═══ PAGE EXCERPT

Kendrick Lamar: Camouflaged Pain in 'The Heart Part 5'
I watched it once and knew there were words beating inside my chest I had to get out. I won't touch the lyrics and music beyond how they relate to the imagery. That's gonna take another level of emotional equity that I don't have right now. (But I will have it down the road, because this song is incredibly important to me.)
"The Heart Part 5" is like opening the deepest chamber in the soul and grappling with what's in the shadows. It forces the viewer to reckon with the pain we all hide and try to distract ourselves from. Pain camouflaged in violence, denial, fiction. The simplicity of the music video belies a very gritty, textured exploration of the human soul and the masks we wear to hide the things we don't want people to see.
Kendrick Lamar comes back to us. A Man. A Black Man. A Human. A Black Human. There's nothing more here than an artist speaking truth to power to art and back to truth again. Firstly, we have to acknowledge the simplicity in the genius of using Marving Gaye's "I Want You" as the musical backdrop and the song's conceit. A backdrop as simple as the color red, a white T-shirt and a black bandana. When dissecting the lyrics of both Gaye's lament to yearning and needing love and Lamar's unquenchable thirst to leave something meaningful behind for those who've blessed him, the parallels are striking. (But again, that's another emotional waterfall for another day.) Gaye wrote "I Want You" out of a need to not only express his "erotic fantasies," as he would later call them in a 1983 interview. That song, that album, was a man's desire to find love in a world that though he might not have acknowledged it as fully as his seminal What's Going On LP, was still drenched in so much brutal heartache four years later.

══════
═══ RECORDS SUPPLIED

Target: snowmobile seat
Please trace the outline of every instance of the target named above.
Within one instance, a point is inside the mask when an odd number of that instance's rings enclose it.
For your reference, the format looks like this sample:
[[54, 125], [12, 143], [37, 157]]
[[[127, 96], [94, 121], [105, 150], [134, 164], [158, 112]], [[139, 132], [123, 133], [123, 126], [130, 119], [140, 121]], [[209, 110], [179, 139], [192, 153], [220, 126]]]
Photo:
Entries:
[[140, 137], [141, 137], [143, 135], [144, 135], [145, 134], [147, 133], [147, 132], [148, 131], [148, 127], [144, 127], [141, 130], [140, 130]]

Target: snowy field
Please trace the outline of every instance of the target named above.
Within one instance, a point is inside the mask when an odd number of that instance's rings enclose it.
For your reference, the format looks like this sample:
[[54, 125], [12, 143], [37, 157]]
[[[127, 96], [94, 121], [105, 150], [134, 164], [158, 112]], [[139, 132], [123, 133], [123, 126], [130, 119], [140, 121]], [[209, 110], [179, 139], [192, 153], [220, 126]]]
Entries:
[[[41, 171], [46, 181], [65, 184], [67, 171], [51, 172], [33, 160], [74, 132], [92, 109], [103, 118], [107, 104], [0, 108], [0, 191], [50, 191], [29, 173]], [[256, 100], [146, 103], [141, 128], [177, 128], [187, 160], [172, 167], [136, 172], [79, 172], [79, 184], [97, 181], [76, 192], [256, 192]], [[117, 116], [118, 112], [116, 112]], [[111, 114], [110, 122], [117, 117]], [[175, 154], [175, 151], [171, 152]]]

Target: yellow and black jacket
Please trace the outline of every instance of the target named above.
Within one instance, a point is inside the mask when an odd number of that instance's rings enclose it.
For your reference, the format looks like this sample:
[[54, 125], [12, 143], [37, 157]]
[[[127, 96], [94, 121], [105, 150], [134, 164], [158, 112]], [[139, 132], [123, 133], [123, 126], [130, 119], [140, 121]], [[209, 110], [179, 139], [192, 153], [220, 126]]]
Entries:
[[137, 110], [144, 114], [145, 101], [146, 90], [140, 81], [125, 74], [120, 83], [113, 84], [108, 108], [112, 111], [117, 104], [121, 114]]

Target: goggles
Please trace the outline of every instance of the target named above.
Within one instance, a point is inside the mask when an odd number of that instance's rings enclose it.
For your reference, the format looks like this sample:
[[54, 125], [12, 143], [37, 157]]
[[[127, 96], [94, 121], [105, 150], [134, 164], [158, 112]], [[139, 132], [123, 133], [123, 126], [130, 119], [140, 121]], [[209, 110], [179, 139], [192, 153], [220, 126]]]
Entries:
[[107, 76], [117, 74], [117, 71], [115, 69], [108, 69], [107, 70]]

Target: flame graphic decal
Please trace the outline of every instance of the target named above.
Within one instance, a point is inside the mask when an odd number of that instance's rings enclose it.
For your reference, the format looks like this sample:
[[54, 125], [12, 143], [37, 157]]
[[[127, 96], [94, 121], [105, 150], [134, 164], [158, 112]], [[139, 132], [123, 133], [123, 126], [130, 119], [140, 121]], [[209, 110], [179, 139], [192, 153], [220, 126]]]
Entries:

══════

→ **WHAT YOU NEED TO DO**
Please write out the Kendrick Lamar essay above in full, word for word.

→ **WORKED SOLUTION**
Kendrick Lamar: Camouflaged Pain in 'The Heart Part 5'
I watched it once and knew there were words beating inside my chest I had to get out. I won't touch the lyrics and music beyond how they relate to the imagery. That's gonna take another level of emotional equity that I don't have right now. (But I will have it down the road, because this song is incredibly important to me.)
"The Heart Part 5" is like opening the deepest chamber in the soul and grappling with what's in the shadows. It forces the viewer to reckon with the pain we all hide and try to distract ourselves from. Pain camouflaged in violence, denial, fiction. The simplicity of the music video belies a very gritty, textured exploration of the human soul and the masks we wear to hide the things we don't want people to see.
Kendrick Lamar comes back to us. A Man. A Black Man. A Human. A Black Human. There's nothing more here than an artist speaking truth to power to art and back to truth again. Firstly, we have to acknowledge the simplicity in the genius of using Marving Gaye's "I Want You" as the musical backdrop and the song's conceit. A backdrop as simple as the color red, a white T-shirt and a black bandana. When dissecting the lyrics of both Gaye's lament to yearning and needing love and Lamar's unquenchable thirst to leave something meaningful behind for those who've blessed him, the parallels are striking. (But again, that's another emotional waterfall for another day.) Gaye wrote "I Want You" out of a need to not only express his "erotic fantasies," as he would later call them in a 1983 interview. That song, that album, was a man's desire to find love in a world that though he might not have acknowledged it as fully as his seminal What's Going On LP, was still drenched in so much brutal heartache four years later.